*** INFORMATION SHOWN ***

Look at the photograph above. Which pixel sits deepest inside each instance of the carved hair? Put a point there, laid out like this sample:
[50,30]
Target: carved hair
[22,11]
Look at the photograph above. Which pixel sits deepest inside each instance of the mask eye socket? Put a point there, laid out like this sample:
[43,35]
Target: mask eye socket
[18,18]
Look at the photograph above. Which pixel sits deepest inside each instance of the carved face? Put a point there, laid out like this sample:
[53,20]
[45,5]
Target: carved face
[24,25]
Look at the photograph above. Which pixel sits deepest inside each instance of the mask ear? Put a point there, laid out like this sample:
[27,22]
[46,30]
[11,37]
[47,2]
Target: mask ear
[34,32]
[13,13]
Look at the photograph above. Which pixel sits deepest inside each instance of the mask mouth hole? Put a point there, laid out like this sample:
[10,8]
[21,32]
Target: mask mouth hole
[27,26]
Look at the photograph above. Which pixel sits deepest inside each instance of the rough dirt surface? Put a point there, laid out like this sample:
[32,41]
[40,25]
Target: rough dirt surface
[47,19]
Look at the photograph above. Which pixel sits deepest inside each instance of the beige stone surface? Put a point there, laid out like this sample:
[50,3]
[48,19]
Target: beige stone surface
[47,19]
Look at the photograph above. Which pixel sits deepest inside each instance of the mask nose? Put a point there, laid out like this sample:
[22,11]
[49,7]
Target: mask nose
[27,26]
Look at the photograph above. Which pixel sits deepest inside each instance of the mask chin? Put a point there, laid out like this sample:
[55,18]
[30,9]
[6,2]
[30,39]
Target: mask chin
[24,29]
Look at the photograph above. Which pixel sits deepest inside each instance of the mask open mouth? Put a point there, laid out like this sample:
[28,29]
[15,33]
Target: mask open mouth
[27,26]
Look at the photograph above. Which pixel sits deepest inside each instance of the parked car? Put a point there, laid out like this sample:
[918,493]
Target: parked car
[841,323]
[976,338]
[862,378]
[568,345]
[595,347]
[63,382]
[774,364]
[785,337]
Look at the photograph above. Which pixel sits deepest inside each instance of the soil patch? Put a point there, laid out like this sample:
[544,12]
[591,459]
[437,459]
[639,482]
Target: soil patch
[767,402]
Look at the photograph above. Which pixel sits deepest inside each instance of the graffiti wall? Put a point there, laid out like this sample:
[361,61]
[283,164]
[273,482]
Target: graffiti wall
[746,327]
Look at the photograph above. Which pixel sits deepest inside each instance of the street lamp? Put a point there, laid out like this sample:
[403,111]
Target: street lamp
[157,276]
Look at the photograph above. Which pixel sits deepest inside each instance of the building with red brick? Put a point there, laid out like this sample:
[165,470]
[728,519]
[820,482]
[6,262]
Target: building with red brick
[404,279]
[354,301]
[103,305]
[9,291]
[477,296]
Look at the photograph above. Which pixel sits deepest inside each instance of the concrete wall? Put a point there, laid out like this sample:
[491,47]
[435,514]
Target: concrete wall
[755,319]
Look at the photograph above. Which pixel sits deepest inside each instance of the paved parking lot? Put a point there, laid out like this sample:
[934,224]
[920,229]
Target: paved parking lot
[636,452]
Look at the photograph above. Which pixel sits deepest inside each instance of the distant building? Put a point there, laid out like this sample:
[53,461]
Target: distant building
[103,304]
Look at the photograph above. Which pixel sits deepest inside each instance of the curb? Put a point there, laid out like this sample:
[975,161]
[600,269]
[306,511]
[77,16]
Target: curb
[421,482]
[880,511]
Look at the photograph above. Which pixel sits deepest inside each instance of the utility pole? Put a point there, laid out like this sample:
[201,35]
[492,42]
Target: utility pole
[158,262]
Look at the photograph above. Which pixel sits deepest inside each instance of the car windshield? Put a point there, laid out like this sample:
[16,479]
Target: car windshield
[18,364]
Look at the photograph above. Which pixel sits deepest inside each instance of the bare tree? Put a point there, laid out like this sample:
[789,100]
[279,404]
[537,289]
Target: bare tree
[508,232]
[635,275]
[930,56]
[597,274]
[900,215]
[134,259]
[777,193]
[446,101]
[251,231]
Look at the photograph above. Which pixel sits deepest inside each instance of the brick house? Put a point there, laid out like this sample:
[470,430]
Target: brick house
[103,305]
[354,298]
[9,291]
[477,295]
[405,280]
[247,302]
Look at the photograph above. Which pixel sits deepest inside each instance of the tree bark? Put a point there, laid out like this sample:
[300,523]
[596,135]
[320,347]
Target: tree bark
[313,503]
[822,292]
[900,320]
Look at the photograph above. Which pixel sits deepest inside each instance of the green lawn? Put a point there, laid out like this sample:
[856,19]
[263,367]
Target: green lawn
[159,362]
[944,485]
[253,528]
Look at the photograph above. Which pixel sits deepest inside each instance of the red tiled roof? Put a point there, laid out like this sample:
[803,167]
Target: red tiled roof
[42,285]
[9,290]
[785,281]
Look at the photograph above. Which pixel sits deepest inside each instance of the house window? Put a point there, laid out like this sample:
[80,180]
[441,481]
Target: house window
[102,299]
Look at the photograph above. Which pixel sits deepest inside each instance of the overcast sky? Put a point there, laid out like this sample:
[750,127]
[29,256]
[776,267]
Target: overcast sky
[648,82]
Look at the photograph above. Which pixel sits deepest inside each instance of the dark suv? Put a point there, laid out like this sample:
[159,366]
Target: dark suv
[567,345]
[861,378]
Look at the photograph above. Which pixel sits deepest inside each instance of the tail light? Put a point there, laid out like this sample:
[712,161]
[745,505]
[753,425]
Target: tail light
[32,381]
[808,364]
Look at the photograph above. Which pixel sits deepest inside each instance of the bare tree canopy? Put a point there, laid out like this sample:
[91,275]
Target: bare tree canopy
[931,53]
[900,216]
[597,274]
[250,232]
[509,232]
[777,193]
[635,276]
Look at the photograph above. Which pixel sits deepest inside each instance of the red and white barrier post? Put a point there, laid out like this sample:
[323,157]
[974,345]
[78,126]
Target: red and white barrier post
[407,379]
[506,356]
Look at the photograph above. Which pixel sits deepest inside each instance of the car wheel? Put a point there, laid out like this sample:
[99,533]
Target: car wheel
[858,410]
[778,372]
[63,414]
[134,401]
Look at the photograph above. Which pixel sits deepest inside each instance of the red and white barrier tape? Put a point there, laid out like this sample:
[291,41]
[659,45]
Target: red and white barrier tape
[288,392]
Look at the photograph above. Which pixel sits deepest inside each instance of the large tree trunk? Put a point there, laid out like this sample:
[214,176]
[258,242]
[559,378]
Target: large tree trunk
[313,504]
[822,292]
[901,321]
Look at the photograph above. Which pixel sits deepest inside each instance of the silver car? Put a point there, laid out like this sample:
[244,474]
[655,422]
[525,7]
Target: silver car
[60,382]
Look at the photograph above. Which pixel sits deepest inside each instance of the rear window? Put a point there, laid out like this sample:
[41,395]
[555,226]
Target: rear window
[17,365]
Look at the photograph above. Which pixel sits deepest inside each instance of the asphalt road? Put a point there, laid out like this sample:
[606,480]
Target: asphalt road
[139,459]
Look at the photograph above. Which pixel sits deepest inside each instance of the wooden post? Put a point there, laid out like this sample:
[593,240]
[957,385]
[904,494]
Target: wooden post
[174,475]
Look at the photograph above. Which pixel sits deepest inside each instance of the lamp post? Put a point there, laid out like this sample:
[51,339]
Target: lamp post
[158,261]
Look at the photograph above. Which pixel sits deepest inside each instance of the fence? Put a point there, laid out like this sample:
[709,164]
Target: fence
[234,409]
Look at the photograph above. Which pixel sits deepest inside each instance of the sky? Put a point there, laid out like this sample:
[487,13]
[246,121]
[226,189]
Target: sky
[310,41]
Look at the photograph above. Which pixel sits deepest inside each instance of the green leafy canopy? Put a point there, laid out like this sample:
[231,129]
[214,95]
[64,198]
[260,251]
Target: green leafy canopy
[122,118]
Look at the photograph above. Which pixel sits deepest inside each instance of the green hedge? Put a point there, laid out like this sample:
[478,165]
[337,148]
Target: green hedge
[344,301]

***

■ REQUIRED TASK
Copy every line from the one containing "of the lamp" through the end of the entries, inclusive, and keep the requests. Multiply each coordinate in the answer points by 0.95 and round to the nearest whole number, rounding halves up, but leave the requests and their sample points unchanged.

■ FINAL RESULT
Look at the photograph above. Which pixel sits deepest inside each instance of the lamp post? Put a point there, laid out like this sample:
[51,339]
Target: lamp post
[150,248]
Look at the photograph above. Which pixel sits deepest inside each instance of the fence? Put a point there, laid out like this sample:
[709,164]
Target: fence
[222,389]
Look at the photograph above. Which pixel sits deepest inside each instance of the sky? Put a point there, laid out like this sample:
[487,13]
[246,121]
[226,189]
Target: sky
[295,39]
Look at the photograph above. Which pixel sits deepest inside each instance of the green leafy canopy? Put a point there, laid out like this sample:
[231,129]
[214,95]
[64,198]
[260,251]
Target: green leafy canopy
[116,112]
Look at the photograph above. Which pixel sits deepest inside each instance of the green hedge? Put a point there, laid out like this sample:
[478,165]
[337,148]
Target: green hedge
[327,286]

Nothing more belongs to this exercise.